Extract:
>> Start

Across cultures, masks have served as ceremonial garb, theatrical costume, tokens of good fortune, and tools for intimidation. But every Halloween, as the masks of horror movie baddies take over our screens and streets, we’re reminded of their unique ability to ratchet up suspicion, tension and fear—and in the case of popular film franchises, merchandise revenue, too. Here, writer Anna Bogutskaya explores the power of the mask in modern myth-making.
One of the first things that comes to mind when we think of Halloween are the masks. Whether it’s a generic undead creature, a warty witch, a vampire, or an ultra-specific on-screen villain, masks—store-bought or crafted from masking tape and ingenuity—are an easy last-minute costume solution. Pop on a mask, and for a night, you’re someone else.
Mask-wearing is a near-universal tradition, with different cultures imbuing masks with heavy spiritual, religious or social significance. They were used in warfare, in funeral and fertility rites, and in dramatic reenactments of myths. In Japan, for example, the onimask was modeled after demons from Japanese folklore, and was worn in ceremonies and performances to ward off bad luck and harm, and the mengu (or menpu) mask was donned by samurai warriors in battle to instill fear in their opponents. And in noh theater—which has over 200 unique masks in use today—performers use movement to imbue the mask with emotion.
Meanwhile, on the Island of Papua New Guinea, members of a secret society by the name of Dukduk wore five-foot, cone-shaped masks when judging and punishing rule-breakers; and in Ancient Egyptian and Greek cultures, funeral masks were placed on the deceased as a sign of respect, and to establish a path for the dead to the spirit world. And to this day, among Oceanic and African peoples, rituals with masks are performed to honor spirits or ancestors.
Originating from the Celtic celebration of Samhain, which marked the end of the summer and the start of a new year, Halloween as we know it has its origins in masked ritual. Although it’s now a secular event, All Hallows’ Eve is the one night a year when, according to legend, the fabric between the living and the dead is at its thinnest. Tradition dictated that you must always wear a mask to avoid being recognized by the undead roaming the Earth, hoping that nefarious ghosts would mistake you for one of them and pass you by.
Today, masks are a constant in horror films—they are one of the most memorable (and merchandisable) ways a villain can be immortalized. For some of the most influential and imitated horror villains’ masks are a trademark—visual shorthand for their character and the franchise they represent. Think of “Halloween” antagonist Michael Myers and his blank, scraggly-haired white mask; or Leatherface, the chainsaw-wielding madman of “Texas Chainsaw Massacre,” literally wearing someone else’s face. Jason Voorhees from “Friday the 13th” has his hockey mask; the mysterious assailants in the home-invasion horror “The Strangers” have their sack-like masks; and the peanut-eyed Ghostface of the “Scream” franchise is undeniably iconic.

>> End

Required tasks:
**a)** Copy out the passage on masks word for word, from "Meanwhile, on the" up to and including "spirits or ancestors.".
**b)** From the entries, please reproduce the lines from the line with "Guideline: the keypoint for each instance of the waste" up to and including the line with "Guideline: the keypoint for each instance of the green", leaving the pictures out.
The passage on masks and the entries come from separate sources.

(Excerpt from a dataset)
>> Start

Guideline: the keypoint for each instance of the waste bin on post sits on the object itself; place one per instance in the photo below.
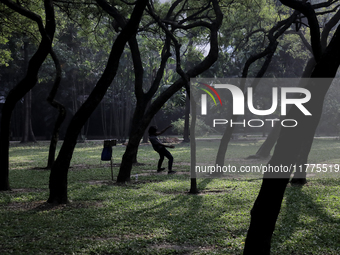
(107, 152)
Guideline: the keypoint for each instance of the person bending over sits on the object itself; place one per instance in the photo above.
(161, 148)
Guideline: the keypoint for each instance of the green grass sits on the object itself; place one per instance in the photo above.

>> End
>> Start

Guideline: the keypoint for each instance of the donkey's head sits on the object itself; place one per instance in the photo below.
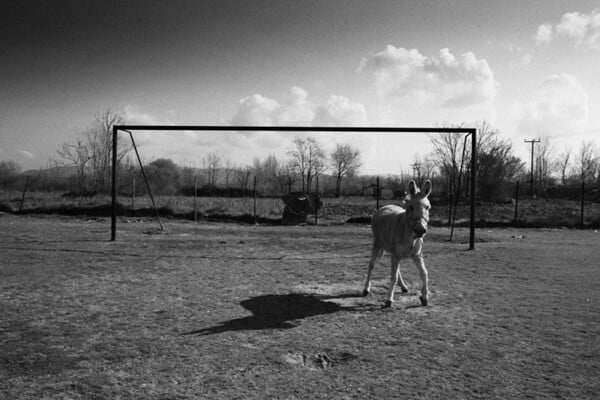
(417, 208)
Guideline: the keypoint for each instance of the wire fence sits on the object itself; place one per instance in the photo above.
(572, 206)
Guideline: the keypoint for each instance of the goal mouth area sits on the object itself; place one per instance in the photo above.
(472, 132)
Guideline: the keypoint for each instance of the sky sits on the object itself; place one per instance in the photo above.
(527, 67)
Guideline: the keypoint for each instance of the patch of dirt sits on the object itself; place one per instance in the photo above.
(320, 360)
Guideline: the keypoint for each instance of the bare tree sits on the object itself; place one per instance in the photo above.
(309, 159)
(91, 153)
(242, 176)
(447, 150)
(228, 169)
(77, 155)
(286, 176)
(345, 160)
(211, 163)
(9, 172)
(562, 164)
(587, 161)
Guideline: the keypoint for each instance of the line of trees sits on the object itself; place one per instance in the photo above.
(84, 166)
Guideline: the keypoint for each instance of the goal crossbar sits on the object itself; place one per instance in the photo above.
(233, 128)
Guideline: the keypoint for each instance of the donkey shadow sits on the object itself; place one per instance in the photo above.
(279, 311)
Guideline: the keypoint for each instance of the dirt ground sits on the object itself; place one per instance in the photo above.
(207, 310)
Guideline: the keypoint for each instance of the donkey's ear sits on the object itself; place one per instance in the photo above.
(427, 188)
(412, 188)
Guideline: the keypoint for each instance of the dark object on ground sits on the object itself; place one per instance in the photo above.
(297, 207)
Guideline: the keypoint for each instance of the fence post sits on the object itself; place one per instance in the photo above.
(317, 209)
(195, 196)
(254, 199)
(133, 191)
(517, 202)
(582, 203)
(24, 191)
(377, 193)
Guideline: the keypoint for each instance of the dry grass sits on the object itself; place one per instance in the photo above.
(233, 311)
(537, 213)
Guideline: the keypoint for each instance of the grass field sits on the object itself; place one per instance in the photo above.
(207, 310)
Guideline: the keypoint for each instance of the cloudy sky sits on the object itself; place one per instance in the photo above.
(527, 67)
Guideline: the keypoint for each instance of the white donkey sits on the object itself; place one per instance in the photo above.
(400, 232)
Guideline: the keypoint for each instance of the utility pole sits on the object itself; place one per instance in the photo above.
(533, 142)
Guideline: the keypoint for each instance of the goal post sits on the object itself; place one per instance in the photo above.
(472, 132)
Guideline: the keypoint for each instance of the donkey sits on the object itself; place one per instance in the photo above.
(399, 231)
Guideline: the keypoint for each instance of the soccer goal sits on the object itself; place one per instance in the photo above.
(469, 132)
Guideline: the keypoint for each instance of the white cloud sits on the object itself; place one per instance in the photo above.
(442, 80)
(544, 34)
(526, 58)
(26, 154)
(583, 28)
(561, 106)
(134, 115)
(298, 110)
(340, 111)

>> End

Solved tasks:
**a)**
Meanwhile, on the Island of Papua New Guinea, members of a secret society by the name of Dukduk wore five-foot, cone-shaped masks when judging and punishing rule-breakers; and in Ancient Egyptian and Greek cultures, funeral masks were placed on the deceased as a sign of respect, and to establish a path for the dead to the spirit world. And to this day, among Oceanic and African peoples, rituals with masks are performed to honor spirits or ancestors.

**b)**
Guideline: the keypoint for each instance of the waste bin on post sits on the object itself; place one per instance in the photo below.
(107, 152)
Guideline: the keypoint for each instance of the person bending over sits on the object itself; place one per instance in the photo above.
(161, 148)
Guideline: the keypoint for each instance of the green grass sits on the object itself; place one per instance in the photo above.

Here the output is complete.